- [TEXT PROVIDED]

————

My Elusive MS Diagnosis
I know multiple sclerosis is sometimes called one of the “invisible illnesses,” but I call it my “ghost illness” because it is always there haunting me. For so many years I had strange, frustrating symptoms that went undiagnosed. To name only a few: tingling in my extremities and vision changes, bladder and bowel problems, and fatigue that confused the myriad of specialists that I visited.
I am an adoptee, so for many years, my medical history had been a mystery. About 20 years ago, I was able to find my birth mother’s family and discovered that one of my sisters has MS as well as an uncle and a cousin – a veritable small cluster! I had many of the symptoms that they had, but it took 10 more years for my diagnosis.
On one occasion, I was training puppies at our local Humane Society when my vision suddenly changed. I looked across the training arena and it was as though I was seeing things through a strange telescope where everything was miniaturized. I drove myself to a local ER where an MRI showed odd white lesions in my brain and not the stroke that the doctor had thought she would find.
On another occasion, I was in a store when I suddenly had a horrific, painful sensation in my leg which was worse than any Charlie horse. It wouldn’t let up and was accompanied by a burning sensation down my back and extreme difficulty ambulating.
When I worked in the medical unit at a large hospital, I would go into the restroom and hang onto the railing and try not to scream in pain when a spasm started. My nurse friends noticed the excruciating pain I was in. Then the episode would pass and I could get on with my job.
The symptoms eventually worsened. My arms would suddenly go into a severely painful spasm, and I couldn’t unclench my hands. I began to wobble when I walked and looked like I had way too much to drink. And I was beginning to experience what I later found out is known as the MS hug with crushing pain around the perimeter of my upper abdomen.

————

- [DATASET RECORDS]
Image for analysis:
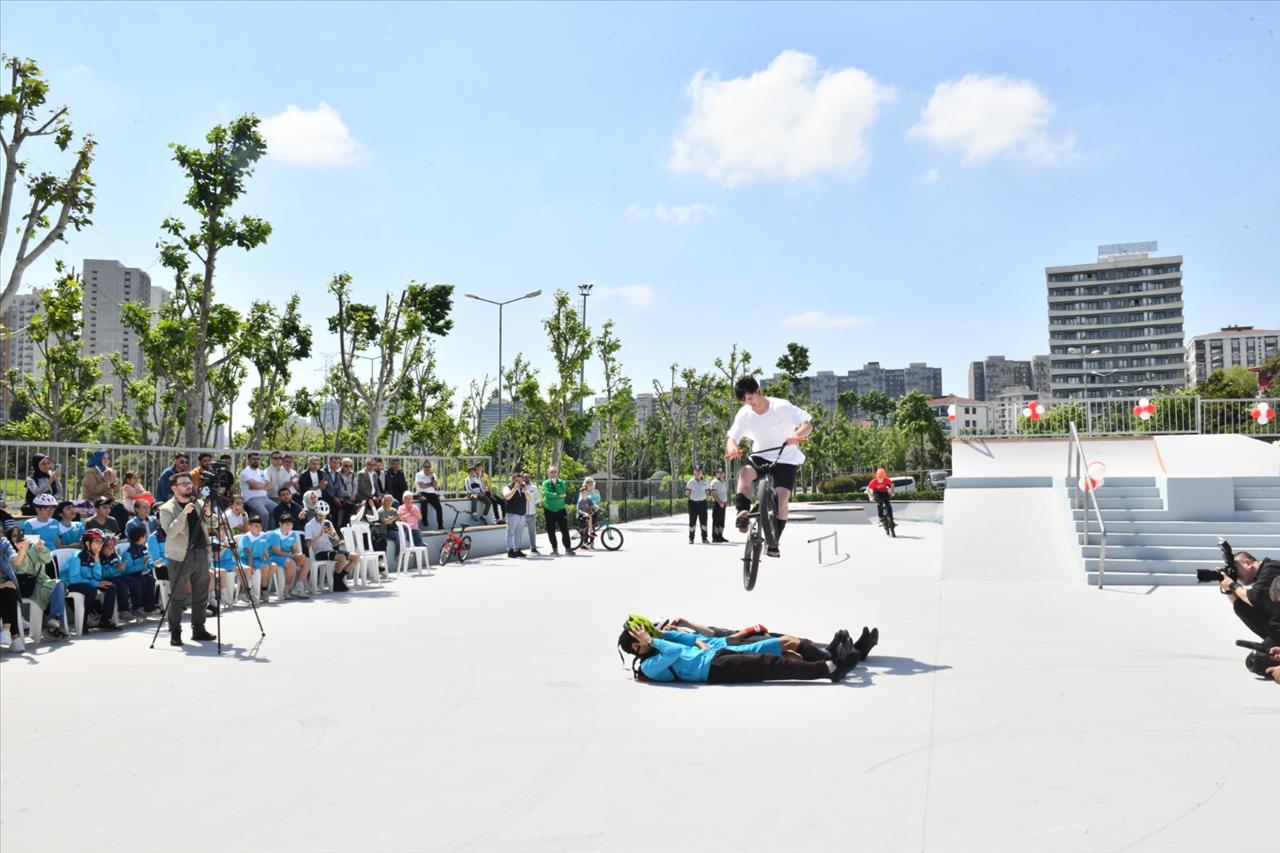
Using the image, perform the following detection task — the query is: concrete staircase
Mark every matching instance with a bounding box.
[1066,476,1280,585]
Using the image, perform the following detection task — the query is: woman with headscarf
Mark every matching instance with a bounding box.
[22,453,67,515]
[81,451,119,501]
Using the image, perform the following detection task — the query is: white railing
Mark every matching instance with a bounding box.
[943,396,1280,439]
[1066,421,1107,589]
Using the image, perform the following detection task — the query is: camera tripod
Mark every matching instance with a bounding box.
[151,496,266,654]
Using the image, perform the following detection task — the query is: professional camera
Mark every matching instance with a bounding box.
[1235,640,1277,678]
[1196,537,1240,584]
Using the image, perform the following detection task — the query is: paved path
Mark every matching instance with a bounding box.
[0,519,1280,853]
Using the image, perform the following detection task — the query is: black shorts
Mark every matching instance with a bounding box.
[742,456,800,492]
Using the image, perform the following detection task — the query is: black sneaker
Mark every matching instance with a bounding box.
[854,626,879,661]
[831,653,861,684]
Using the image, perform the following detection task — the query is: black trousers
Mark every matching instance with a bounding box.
[686,501,707,542]
[417,492,444,530]
[712,502,724,542]
[707,649,831,684]
[543,507,572,553]
[1231,598,1280,640]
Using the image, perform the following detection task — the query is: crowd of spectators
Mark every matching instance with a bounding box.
[0,450,600,652]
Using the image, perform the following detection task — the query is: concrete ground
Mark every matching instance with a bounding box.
[0,515,1280,853]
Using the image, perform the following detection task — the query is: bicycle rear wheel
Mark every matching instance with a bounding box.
[742,528,763,592]
[755,474,778,548]
[600,528,622,551]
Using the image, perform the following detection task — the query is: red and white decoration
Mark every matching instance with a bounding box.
[1079,461,1107,492]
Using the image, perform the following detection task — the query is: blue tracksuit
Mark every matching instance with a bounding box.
[662,631,782,657]
[640,639,721,683]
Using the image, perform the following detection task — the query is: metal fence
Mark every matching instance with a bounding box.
[946,396,1280,438]
[0,441,493,511]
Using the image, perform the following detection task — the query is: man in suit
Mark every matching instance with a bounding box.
[160,471,215,646]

————

- [EXERCISES TO COMPLETE]
(a) From the MS diagnosis account, reproduce the passage starting at "My Elusive MS" and ending at "for my diagnosis.".
(b) In the MS diagnosis account, what did the MRI at the local ER show?
(c) Continue the account of the elusive MS diagnosis from its last sentence.

- [RESULTS]
(a)
My Elusive MS Diagnosis
I know multiple sclerosis is sometimes called one of the “invisible illnesses,” but I call it my “ghost illness” because it is always there haunting me. For so many years I had strange, frustrating symptoms that went undiagnosed. To name only a few: tingling in my extremities and vision changes, bladder and bowel problems, and fatigue that confused the myriad of specialists that I visited.
I am an adoptee, so for many years, my medical history had been a mystery. About 20 years ago, I was able to find my birth mother’s family and discovered that one of my sisters has MS as well as an uncle and a cousin – a veritable small cluster! I had many of the symptoms that they had, but it took 10 more years for my diagnosis.

(b) It showed odd white lesions in the brain, not the stroke the doctor had expected.

(c)
My husband drove me to an ER where a nurse told me: “There isn’t anything wrong with you. You need to go home!” But I was admitted and taken to my room – the nurse that was assigned to me had been given a report by the ER nurse from earlier and adapted the same attitude. I started spasming in the room and when I asked her to look at what I meant, she would look the other way.
After many tests, the neurologist said that I may really have MS, but that he wasn’t ready to make a definitive diagnosis. So very frustrated and scared, I was sent home and began my quest to find my own answers. I made an appointment with a renowned orthopedic specialist, but that appointment didn’t go anywhere. I did make one more appointment with another orthopod. While I was sitting in a chair listening to him tell me “he just didn’t know,” I suddenly began to have another dystonic spasm. The doctor muttered “Oh my God,” and I could tell from the expression on his face that this had both shocked and surprised him. I asked him to please phone my neurologist because he had never seen one of my spasms. My neurologist ordered a spinal tap which showed abnormal oligoclonal bands. These can also show up in Lyme disease, but numerous tests for that had been negative in my case. And so, my MS diagnosis was finally made.
It’s been over 10 years now and thankfully, I have seen positive changes in the diagnosis and treatment of MS. There are so many resources and blogs, so no one needs to feel alone and overwhelmed. There is also a greater awareness of others, including medical professionals, of the different presentations of this disease. Looking to the horizon, there is always hope.